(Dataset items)
-=-=-=-=-
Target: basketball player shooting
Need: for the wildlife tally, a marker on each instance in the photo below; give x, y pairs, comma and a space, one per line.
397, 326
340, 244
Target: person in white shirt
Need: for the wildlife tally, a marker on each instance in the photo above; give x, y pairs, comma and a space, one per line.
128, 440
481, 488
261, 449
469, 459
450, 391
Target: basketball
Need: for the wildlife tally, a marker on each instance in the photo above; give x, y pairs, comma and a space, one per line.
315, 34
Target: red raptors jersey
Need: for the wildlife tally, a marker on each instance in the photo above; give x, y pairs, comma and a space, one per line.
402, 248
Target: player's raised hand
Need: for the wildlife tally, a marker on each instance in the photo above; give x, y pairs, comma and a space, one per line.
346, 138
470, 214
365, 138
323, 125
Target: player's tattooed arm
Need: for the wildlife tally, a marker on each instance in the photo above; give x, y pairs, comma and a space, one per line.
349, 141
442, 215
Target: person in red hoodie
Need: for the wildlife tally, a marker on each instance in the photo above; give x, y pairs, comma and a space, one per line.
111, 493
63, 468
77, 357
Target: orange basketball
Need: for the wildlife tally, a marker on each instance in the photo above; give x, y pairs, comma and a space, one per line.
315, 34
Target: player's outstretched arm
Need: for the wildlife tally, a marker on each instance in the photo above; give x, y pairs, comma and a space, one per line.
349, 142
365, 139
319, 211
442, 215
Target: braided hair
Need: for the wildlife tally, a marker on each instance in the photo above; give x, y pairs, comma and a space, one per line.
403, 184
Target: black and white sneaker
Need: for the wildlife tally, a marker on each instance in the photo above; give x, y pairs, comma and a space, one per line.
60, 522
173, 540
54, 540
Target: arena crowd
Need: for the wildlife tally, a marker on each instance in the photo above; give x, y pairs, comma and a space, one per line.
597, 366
-=-=-=-=-
* _ACTIVITY_
Retype the entries one by one, exactly.

* _RESPONSE TO THIS TASK_
Target: basketball player shooting
Need: for the wildlife tally, a marker on each instance in the photo below; give x, y pairs, comma and a space, one per line.
397, 326
340, 244
Target: person in white shirt
Need: for the wildlife tally, a marker on each instance in the photo above; give x, y pairs, comma and a space, one per line.
128, 440
481, 488
261, 449
469, 459
450, 391
Target: basketball
Need: for the wildlife tally, a marker on each instance in the photo above; give x, y pairs, comma and a space, one per line.
315, 34
Target: red raptors jersey
Need: for the wildlife tally, a marker on each instance in the photo above; give x, y pairs, comma and a space, one per line.
402, 248
Target: player's raised hand
Need: for the wildlife tally, a marker on each instance in the photo above; give x, y pairs, comma and a space, one per line.
346, 138
470, 214
365, 138
323, 125
Target: player's tattooed arm
Need: for the wildlife tally, a marker on each instance in the photo above; give x, y pairs, comma and a space, one per line.
349, 141
442, 215
Target: person in red hoodie
Need: for the wildlife tally, a marker on each instance in the photo above; give x, y pairs, comma and a space, one per line.
111, 493
63, 468
77, 357
Target: orange basketball
Need: for the wildlife tally, a marker on each instance in the photo above; give x, y pairs, comma and a space, one per line.
315, 34
Target: player's outstretched arm
Need: for the wildlife tally, a marker on each instance in the photo above; give x, y pairs, comma and a space, one per line.
349, 142
365, 139
319, 211
442, 215
Target: braided hair
Need: for the wildlife tally, a marker on each instance in the photo above; give x, y pairs, comma and a space, one per line.
403, 184
Target: black and white sneaker
Need: for the wildlife tally, a marker on each instance in the photo above; give x, y pairs, comma and a space, one per line.
60, 522
173, 540
54, 540
Target: arena crowd
Need: for the wildlife tally, a marker on each instance in the photo above; give x, y pairs, comma and a space, one per line.
597, 366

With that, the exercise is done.